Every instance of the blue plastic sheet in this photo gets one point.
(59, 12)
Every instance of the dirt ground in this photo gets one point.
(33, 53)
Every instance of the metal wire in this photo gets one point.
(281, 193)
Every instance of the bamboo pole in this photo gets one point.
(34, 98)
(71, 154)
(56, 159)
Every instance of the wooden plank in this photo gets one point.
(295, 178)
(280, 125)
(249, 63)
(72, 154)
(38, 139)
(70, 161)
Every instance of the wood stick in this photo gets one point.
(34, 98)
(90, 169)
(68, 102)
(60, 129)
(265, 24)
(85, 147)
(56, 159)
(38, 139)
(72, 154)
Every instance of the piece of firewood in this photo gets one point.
::::
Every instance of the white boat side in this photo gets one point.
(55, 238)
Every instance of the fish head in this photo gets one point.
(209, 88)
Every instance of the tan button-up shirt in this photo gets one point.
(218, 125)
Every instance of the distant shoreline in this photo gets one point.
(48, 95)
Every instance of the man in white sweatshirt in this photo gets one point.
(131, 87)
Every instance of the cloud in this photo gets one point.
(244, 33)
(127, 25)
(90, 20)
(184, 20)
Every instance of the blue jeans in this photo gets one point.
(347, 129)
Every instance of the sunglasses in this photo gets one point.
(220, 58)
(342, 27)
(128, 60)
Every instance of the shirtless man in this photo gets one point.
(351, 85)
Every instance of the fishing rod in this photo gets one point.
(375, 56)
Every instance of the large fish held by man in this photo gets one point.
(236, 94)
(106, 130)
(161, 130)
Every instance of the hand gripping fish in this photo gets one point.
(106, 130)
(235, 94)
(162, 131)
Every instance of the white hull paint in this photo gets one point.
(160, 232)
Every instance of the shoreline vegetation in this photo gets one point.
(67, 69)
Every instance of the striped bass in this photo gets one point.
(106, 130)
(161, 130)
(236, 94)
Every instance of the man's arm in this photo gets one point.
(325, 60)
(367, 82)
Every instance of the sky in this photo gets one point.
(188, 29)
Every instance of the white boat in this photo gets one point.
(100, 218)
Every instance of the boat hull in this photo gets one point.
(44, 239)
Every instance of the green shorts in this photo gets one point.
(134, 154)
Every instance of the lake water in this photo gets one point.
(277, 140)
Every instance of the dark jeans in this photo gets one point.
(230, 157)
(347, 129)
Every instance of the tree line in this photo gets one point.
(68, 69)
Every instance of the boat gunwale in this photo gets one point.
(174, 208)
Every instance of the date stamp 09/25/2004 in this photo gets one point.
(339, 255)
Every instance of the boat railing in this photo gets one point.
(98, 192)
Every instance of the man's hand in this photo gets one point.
::::
■ Written task
From the records in both blocks above, pull out every line that contains the word "hull", and copy each one in full.

■ Task result
Every instance of the white hull paint in this photo gets one point.
Every instance of the boat hull in this photo gets one point.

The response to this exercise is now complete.